_EXERCISE DETAILS_
Continue the passage below on the study of expedited FDA drug approvals, picking up after its final sentence.

_TEXT SECTION_
According to a study published by JAMA Internal Medicine, 80% fewer patients were studied as part of expedited reviews of new drugs approved by the U.S. Food and Drug Administration (FDA). Not only that, but many of the required postmarketing studies of these drugs were not completed after 4 years!
Here’s the relevant section of the press release:
Thomas J. Moore, A.B., of the Institute for Safe Medication Practices, Alexandria, Va., and Curt D. Furberg, M.D., Ph.D., of the Wake Forest School of Medicine, Winston-Salem, N.C., examined development times, clinical testing, post-market follow-up and safety risks for the new drugs approved by the FDA in 2008, when most provisions of current law, regulation and policies were in effect.
That year, the FDA approved 20 therapeutic drugs (eight under expedited review and 12 under standard review). The study findings indicate that expedited drugs took a median (midpoint) of 5.1 years of clinical development to get marketing approval compared with 7.5 years for the drugs that underwent standard review, according to the study results.
The expedited drugs were tested for efficacy in a median 104 patients compared with a median 580 patients for standard review. By 2013, many postmarketing studies to gather additional evidence on the safety of expedited drugs had not been completed, according to researchers.

[Segmentation mask data]

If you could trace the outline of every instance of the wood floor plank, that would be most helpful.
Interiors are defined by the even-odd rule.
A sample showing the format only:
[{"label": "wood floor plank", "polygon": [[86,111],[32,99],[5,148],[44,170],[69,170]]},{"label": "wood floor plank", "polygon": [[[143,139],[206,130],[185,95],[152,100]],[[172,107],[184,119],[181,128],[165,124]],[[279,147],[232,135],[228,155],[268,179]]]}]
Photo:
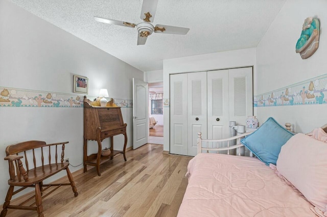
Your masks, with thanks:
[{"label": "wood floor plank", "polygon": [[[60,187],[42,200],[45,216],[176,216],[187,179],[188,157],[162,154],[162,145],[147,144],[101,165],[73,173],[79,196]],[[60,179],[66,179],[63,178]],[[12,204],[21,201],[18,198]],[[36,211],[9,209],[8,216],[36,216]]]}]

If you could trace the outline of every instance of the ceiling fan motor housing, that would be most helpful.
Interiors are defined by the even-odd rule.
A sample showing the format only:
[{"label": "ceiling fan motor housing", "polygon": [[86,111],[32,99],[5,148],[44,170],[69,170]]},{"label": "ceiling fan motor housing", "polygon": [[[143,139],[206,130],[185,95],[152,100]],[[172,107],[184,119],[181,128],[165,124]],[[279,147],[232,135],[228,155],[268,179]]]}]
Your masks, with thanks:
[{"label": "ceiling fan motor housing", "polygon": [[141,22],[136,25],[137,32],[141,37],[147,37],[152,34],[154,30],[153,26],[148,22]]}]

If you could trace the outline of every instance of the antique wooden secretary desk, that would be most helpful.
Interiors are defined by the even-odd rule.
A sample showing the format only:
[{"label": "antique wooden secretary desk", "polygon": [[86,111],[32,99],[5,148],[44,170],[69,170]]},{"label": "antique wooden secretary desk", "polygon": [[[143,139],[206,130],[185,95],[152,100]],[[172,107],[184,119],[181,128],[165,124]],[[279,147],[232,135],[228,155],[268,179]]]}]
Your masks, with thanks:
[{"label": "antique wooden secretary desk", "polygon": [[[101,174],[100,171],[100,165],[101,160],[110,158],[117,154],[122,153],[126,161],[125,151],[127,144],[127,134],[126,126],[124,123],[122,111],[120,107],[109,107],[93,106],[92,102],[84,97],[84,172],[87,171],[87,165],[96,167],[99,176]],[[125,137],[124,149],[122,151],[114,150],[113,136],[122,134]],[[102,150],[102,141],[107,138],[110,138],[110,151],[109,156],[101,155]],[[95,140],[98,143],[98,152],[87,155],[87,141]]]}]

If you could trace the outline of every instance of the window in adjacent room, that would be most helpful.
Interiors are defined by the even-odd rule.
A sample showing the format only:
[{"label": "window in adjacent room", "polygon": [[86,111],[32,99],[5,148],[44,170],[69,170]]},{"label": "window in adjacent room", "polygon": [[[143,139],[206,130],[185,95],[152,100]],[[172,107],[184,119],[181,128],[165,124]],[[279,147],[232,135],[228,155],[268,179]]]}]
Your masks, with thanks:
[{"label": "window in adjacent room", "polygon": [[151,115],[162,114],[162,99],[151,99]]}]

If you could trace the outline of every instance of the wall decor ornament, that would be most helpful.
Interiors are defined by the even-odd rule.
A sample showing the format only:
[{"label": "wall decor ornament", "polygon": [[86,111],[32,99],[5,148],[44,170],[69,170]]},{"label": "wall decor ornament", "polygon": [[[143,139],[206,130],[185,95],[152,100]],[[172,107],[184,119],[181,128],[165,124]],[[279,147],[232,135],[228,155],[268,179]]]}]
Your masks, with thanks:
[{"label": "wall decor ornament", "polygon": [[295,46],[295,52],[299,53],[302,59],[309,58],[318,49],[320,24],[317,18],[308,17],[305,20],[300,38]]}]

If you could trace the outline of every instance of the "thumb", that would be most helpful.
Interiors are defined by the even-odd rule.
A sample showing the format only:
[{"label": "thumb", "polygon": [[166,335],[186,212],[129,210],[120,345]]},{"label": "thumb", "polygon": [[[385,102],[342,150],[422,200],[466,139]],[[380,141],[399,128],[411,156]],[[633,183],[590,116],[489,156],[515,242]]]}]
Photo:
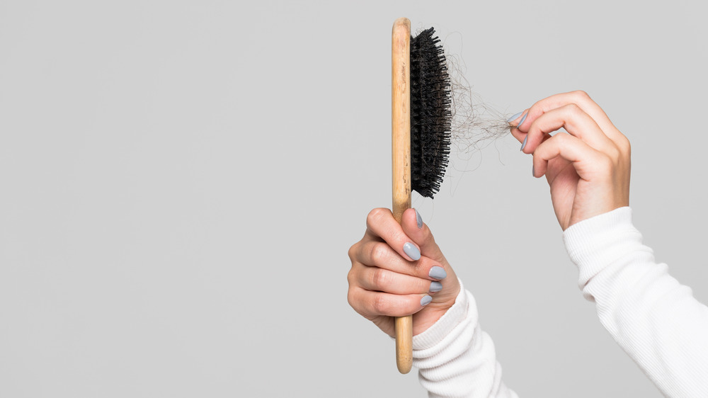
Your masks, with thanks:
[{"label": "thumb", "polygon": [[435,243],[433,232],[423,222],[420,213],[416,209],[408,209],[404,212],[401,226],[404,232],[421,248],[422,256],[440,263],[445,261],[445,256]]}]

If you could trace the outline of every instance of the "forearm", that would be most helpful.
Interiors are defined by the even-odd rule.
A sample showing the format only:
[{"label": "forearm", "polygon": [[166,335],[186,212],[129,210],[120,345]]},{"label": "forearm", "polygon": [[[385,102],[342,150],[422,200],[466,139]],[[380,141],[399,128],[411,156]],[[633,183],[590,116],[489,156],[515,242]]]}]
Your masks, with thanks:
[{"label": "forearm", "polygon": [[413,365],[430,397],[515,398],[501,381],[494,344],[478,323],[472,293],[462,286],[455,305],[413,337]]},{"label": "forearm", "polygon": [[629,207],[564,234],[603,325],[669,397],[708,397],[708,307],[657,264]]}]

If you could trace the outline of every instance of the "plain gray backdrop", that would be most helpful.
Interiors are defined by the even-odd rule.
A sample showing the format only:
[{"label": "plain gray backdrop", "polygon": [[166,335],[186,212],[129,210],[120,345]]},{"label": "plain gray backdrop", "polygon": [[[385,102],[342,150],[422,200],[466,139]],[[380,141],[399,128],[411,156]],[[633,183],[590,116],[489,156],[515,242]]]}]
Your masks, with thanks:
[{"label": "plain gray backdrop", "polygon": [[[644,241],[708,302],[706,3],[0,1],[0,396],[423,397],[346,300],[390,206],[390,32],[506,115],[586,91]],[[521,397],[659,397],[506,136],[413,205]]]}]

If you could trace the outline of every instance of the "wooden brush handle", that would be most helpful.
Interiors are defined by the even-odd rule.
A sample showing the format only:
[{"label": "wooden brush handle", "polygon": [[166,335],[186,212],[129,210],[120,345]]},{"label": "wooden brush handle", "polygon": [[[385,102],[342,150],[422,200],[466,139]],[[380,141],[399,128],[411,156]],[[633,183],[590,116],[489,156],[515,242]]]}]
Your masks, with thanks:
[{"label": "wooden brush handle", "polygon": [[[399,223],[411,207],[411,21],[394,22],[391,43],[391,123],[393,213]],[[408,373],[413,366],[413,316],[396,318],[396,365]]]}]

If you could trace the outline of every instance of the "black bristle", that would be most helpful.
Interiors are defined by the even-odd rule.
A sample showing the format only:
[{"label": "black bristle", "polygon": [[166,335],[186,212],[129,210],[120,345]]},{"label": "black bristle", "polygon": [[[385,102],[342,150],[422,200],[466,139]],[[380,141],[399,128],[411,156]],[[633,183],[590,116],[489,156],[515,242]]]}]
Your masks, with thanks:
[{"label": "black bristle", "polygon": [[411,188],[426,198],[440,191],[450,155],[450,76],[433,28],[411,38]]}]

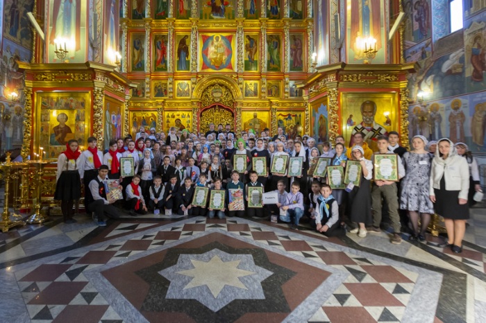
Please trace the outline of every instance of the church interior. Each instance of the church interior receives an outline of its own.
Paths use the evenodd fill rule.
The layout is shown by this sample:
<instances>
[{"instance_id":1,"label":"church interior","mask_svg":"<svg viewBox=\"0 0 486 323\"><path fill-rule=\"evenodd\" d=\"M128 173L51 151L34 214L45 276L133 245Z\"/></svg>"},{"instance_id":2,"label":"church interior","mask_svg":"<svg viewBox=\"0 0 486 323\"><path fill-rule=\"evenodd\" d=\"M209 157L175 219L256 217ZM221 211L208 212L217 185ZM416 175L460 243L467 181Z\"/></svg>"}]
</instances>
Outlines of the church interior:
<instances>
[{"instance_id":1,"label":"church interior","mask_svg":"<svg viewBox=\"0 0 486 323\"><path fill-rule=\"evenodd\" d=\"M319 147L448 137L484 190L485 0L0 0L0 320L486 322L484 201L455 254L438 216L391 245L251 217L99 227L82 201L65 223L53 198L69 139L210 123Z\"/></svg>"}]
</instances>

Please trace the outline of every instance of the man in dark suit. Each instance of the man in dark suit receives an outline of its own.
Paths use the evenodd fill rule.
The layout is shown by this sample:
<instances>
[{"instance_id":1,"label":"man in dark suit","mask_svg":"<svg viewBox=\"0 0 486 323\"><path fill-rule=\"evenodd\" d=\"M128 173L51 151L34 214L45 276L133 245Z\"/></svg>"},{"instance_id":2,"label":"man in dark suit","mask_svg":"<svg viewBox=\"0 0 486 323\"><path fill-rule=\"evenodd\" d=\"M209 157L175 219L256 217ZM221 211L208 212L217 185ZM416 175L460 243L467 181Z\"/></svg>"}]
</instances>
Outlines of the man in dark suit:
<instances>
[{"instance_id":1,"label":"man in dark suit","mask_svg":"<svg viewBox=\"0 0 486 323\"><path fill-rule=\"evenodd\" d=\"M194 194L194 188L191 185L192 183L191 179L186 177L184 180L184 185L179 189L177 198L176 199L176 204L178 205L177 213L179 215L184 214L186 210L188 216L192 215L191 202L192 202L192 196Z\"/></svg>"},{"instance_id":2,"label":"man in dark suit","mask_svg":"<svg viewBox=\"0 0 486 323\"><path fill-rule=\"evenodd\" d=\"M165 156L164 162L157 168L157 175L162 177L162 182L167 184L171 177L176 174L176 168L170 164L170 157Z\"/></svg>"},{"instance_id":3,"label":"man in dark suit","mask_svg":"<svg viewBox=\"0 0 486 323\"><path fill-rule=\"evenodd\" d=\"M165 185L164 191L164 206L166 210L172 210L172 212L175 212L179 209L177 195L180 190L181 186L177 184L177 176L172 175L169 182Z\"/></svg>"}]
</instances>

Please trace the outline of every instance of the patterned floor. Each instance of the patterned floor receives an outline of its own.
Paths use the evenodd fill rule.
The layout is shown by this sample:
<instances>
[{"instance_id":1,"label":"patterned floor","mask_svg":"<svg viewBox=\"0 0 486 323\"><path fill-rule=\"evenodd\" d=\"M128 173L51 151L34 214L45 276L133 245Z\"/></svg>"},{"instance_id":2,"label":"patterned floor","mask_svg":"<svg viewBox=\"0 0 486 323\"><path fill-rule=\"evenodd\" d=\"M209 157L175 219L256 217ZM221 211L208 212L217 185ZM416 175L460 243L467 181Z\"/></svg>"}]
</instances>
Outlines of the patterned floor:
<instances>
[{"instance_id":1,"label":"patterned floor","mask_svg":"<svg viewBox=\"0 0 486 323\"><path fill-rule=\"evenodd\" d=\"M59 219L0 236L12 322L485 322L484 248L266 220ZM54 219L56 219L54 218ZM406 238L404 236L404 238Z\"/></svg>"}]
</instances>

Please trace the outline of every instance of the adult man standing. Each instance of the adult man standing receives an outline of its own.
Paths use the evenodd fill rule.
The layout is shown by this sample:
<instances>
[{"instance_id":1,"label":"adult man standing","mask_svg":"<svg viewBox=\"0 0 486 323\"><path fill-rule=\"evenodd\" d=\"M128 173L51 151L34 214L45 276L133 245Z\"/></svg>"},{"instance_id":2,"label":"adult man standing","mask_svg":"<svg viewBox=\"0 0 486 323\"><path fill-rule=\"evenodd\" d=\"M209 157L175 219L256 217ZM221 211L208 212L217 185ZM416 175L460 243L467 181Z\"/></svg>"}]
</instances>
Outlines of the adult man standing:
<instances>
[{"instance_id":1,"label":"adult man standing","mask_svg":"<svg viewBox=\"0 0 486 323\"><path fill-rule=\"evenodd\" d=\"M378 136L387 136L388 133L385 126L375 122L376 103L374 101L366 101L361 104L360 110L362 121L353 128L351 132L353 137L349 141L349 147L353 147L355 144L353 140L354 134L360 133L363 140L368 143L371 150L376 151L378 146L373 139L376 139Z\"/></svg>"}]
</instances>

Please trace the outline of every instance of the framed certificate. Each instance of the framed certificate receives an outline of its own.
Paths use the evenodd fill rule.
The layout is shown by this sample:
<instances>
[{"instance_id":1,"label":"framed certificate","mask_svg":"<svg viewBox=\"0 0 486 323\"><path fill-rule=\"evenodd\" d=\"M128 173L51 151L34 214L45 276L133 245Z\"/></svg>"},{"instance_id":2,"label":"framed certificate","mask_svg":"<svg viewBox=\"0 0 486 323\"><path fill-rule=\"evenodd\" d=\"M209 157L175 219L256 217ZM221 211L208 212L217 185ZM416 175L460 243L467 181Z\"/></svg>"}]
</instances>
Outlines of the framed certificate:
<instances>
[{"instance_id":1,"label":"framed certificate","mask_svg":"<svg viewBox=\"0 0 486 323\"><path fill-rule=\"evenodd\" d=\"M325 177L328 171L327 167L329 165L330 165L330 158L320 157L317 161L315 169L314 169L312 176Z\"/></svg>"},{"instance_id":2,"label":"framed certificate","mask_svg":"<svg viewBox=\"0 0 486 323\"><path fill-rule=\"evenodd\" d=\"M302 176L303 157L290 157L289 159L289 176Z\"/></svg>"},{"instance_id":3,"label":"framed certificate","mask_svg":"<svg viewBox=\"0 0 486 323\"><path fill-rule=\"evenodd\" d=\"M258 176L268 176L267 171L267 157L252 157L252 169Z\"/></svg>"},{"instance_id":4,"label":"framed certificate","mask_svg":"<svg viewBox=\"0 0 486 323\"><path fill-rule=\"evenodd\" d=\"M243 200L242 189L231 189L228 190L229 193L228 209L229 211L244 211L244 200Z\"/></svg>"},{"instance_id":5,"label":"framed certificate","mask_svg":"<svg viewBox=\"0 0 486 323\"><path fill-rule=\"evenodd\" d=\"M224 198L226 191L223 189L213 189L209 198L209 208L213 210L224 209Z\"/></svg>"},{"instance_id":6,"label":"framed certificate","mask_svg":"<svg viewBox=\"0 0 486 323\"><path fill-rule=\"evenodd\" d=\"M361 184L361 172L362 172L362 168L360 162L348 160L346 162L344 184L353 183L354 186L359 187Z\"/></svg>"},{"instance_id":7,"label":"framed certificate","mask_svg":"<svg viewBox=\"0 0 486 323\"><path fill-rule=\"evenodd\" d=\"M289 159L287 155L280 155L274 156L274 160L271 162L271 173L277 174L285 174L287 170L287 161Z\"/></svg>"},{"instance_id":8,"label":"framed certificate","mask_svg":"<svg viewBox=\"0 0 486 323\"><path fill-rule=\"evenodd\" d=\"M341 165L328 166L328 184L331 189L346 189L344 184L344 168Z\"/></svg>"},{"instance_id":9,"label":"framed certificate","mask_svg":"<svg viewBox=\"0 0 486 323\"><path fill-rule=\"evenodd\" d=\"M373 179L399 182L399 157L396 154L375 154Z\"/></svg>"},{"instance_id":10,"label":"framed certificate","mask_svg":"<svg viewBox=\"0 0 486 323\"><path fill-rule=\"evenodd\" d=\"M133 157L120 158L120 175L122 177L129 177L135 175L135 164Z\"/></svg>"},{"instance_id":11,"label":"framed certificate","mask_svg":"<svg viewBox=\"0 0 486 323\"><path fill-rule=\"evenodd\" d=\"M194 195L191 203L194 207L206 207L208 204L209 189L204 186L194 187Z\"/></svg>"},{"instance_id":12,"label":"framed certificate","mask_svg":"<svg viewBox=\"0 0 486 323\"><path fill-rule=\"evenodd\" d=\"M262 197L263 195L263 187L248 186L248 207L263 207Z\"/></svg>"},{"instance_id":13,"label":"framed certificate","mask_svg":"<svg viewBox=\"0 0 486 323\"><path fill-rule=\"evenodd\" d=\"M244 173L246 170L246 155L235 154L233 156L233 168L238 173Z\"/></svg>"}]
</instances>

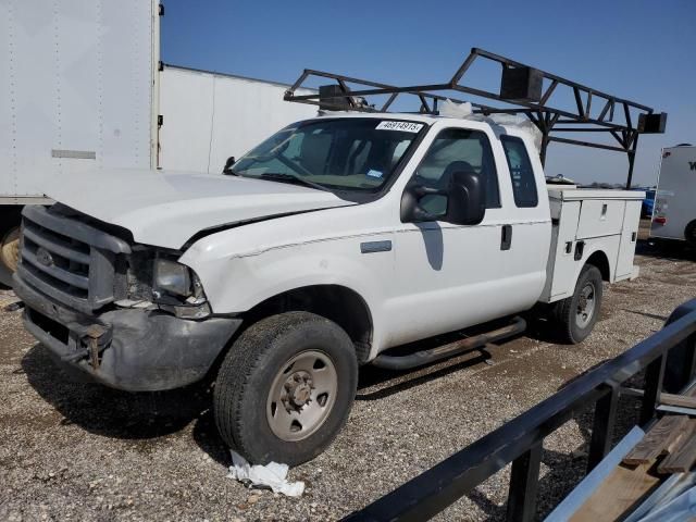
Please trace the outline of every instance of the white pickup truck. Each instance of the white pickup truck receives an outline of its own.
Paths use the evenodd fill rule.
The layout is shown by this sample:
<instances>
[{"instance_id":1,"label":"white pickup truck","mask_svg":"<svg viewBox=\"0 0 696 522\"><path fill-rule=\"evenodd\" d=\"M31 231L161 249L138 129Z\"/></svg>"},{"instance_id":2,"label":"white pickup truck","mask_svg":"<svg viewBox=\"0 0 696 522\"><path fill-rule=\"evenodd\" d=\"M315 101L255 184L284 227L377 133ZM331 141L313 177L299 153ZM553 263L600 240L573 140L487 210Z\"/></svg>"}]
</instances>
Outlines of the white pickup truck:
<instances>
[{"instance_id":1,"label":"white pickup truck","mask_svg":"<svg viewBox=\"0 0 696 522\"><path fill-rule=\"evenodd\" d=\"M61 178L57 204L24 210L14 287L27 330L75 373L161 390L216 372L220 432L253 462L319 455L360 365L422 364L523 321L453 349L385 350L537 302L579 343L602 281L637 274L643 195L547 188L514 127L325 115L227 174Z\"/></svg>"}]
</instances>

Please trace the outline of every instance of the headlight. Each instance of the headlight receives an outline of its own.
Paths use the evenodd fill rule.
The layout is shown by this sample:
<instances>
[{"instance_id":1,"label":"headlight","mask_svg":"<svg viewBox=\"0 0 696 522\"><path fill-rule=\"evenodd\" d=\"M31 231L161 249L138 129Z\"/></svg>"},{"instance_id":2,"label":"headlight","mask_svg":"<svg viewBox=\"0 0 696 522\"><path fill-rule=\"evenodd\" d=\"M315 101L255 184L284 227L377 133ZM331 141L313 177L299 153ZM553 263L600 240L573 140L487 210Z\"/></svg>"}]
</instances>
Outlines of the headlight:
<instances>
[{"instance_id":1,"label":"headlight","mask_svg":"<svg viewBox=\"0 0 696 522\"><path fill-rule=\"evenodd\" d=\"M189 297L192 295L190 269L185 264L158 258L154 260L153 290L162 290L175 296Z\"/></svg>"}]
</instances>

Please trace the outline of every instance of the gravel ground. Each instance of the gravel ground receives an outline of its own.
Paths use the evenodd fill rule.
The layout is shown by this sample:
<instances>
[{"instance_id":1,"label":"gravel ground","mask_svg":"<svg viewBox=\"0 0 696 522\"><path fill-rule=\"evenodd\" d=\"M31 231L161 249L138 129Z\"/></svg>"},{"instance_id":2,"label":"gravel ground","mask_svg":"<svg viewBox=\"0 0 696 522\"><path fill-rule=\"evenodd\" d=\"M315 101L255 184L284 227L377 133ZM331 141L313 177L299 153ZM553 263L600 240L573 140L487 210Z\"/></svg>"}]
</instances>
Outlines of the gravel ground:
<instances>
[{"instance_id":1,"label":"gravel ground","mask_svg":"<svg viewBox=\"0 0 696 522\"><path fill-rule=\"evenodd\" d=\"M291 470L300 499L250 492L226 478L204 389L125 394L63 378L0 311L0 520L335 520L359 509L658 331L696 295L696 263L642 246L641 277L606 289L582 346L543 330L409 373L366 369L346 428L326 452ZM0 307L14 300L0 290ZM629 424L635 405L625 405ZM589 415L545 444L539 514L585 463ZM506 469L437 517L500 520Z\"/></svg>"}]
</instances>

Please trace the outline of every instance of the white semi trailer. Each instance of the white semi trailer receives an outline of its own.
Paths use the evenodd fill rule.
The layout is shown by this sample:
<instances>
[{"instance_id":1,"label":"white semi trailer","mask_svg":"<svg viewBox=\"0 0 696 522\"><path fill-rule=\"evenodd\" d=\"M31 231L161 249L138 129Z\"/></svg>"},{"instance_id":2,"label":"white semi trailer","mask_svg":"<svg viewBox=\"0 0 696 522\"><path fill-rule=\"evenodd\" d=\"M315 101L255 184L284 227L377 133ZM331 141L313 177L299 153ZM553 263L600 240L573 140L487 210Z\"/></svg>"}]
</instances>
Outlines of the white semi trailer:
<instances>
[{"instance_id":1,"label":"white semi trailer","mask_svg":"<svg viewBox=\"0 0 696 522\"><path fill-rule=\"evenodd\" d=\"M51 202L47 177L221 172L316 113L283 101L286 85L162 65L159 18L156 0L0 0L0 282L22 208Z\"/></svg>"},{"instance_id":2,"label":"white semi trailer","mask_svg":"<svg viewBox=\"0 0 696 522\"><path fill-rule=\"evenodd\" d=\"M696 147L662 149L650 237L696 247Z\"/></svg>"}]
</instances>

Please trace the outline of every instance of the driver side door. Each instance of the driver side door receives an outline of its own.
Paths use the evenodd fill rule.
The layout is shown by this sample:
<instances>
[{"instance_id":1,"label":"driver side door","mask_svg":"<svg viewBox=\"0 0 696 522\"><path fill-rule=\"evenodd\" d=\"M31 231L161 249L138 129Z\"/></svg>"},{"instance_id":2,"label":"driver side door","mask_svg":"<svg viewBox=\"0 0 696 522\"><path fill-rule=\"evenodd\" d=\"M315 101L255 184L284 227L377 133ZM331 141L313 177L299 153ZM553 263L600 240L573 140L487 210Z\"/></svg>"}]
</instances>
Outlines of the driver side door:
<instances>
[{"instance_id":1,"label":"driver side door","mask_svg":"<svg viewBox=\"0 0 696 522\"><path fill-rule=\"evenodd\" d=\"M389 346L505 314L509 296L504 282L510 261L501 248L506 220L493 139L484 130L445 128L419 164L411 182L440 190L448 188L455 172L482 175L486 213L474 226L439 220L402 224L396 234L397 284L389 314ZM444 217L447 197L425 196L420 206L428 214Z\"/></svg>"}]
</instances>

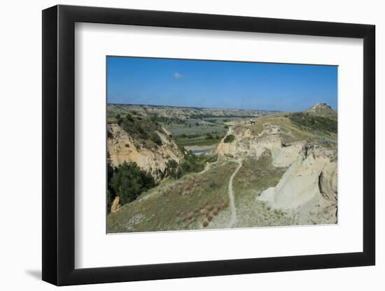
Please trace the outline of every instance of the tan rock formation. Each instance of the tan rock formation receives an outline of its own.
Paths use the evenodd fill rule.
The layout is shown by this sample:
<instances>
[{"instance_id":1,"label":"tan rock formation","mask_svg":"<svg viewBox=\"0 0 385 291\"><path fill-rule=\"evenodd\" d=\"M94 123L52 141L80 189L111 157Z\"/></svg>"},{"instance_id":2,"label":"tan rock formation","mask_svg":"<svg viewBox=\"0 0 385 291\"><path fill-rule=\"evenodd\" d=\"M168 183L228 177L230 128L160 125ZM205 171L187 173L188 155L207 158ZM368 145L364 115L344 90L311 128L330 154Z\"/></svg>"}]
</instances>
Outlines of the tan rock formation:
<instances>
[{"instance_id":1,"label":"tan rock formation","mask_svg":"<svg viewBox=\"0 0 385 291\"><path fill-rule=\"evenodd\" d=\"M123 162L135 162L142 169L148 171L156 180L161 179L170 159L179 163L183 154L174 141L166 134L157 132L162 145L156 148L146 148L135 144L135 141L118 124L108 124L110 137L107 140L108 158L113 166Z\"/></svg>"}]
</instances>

_REPLY_
“The testing of new drugs has shifted from a situation in which most testing was conducted prior to initial approval to a situation in which many innovative drugs are more rapidly approved after a small trial in a narrower patient population with extensive additional testing conducted after approval,” the authors conclude. “Our findings suggest that the shift has made it more difficult to balance the benefits and risks of new drugs.
In a related commentary, Daniel Carpenter, Ph.D., of Harvard University, Boston, writes “If the FDA’s requirements for new drugs, both premarket and postmarket, are weakened, trust in both the efficacy and safety of prescription drugs is likely to be weakened. The stakes of the current policy debates could not be higher. There is scarcely a feature of the American health care system that does not depend on evidence-based trust in prescription drugs, ratified and enforced by the FDA.”